▶ [PROBLEM]
Report how many lines below contain the word "door", and give only that number.

▶ [EXTRACTED RECORDS]
# # #
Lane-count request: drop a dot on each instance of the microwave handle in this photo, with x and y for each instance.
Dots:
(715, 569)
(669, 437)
# # #
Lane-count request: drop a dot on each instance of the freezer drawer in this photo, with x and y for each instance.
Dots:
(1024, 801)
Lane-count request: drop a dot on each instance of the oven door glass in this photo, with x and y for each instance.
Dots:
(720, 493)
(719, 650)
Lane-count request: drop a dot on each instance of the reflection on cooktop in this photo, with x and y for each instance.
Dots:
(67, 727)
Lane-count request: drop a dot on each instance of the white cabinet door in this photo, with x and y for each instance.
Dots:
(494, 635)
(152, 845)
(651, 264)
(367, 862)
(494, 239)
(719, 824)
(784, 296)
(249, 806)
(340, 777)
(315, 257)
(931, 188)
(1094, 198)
# # #
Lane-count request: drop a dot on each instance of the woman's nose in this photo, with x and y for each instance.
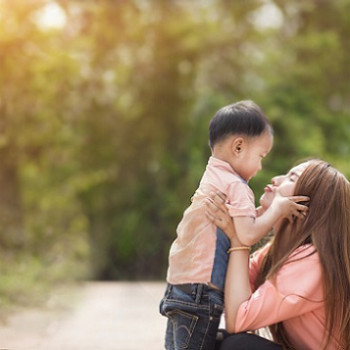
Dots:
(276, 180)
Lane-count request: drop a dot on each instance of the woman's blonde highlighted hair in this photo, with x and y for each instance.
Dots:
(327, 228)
# # #
▶ [RESPONSE BELOW]
2